Saturday, October 29, 2011

So, Why Don't Techie Kids Know How to Google?







Everyone has heard all about this trope until blue in the face: today's kids are cheeze whiz wizards at anything tech, from video games, to tweets to all things digital or techie. Give them any tech task and they'll run rings around the "goobers" or older folks. Leave them in the dust and wondering what happened.

Not so fast!

Evidently some new research discloses these young wizards are not as tech-savvy as they believe, at least when it comes to Googling. As we know, and can agree on, the ability to do a properly formed and limited -specific net search, by whatever engine one chooses, is the key to information advantage and also shows the adept googler is able to discriminate levels and quality of information. As opposed to just pulling up garbage and accepting it.

I often see this inadequacy first hand, while volunteering at AllExperts.com, wherein many of the more youthful generation ask questions (say in astronomy) that could easily be addressed if they just applied the proper search skills to googling!

Anyway, according to a study carried out by a group at the College of Charleston, a group of college students was assembled with their computers, and asked to look up the answers to a number of questions. As the researchers expected, the students typically relied on the searches only at the top of the lists - or the first few googled pages - deeming these of the highest reliability.

However, anyone who's done serious googling, say for serious research or books, know this is bollocks - and often you won't get decent search results until page 33 or beyond! For example, Christian Fundie Young Earth star Jason Lisle, whose groupies and fellow bible believers have ensured gets slanted upward page results - tilted toward his young Earth creationist nonsense- requires pages and pages before one reaches skeptical takes.

Then, there's the Dartmouth wunderkind, Hany Farid, who back in 2009 did a paper or alleged proof that the Oswald backyard photos (see LIFE photo in previous blog) were all genuine and not faked. One had to scan through dozens of search pages before coming across anything that wasn't pro-Hany bollocks.

The moral of the story is that it's most unwise to latch on to the first page results and refuse to plumb further.

In the Charleston experiment, the researchers changed the order of page results for some students, so that important results were back-paged while inferior or crank results were fore-paged. In nearly every case the kids bit and used the falsely-ranked pages and results to answer questions....which answers of course, were wrong. The conclusion by the top researcher, Bing Pan, was that students weren't assessing information sources and quality on their own merit, but simply trusting the search engine-computer to deliver the high quality sought.

This has been echoed and confirmed in other studies by different groups showing that both high school and university-level students are deplorable at quality searches. For example, in another trial conducted at Northwestern University, 102 undergrads were asked to do online research, but none of this group thought to check the author's credentials!

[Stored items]
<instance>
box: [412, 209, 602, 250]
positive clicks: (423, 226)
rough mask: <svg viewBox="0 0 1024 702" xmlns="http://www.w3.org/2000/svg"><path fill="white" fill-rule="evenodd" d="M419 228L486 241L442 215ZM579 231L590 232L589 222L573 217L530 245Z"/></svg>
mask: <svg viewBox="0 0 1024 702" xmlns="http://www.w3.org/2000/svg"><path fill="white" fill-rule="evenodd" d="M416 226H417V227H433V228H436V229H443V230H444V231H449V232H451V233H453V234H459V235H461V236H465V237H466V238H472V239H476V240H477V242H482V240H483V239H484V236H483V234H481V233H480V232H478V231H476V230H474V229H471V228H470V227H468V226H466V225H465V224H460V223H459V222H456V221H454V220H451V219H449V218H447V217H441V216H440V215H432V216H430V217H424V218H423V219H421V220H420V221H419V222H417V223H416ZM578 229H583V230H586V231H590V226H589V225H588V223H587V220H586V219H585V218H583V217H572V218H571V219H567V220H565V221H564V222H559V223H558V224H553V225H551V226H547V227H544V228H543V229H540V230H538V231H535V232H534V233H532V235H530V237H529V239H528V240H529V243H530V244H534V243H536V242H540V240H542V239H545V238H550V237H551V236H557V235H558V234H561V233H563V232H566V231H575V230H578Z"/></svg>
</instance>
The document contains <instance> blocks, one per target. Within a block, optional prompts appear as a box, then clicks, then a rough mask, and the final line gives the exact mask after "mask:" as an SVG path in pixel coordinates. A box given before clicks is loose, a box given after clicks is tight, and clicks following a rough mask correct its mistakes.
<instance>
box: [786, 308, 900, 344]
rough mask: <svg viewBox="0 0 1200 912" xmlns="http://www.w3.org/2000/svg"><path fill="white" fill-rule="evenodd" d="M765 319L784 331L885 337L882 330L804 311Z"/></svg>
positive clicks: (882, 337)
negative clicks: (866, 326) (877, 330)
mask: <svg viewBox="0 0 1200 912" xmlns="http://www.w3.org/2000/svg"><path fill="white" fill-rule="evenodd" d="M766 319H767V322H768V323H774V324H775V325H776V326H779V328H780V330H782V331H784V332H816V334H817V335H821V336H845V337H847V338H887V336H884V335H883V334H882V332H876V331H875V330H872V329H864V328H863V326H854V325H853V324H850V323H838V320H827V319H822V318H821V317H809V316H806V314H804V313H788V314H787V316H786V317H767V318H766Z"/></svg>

**What you have to do**
According to the blog post, how many undergraduates took part in the Northwestern University trial?

**Result of the task**
102 undergraduates.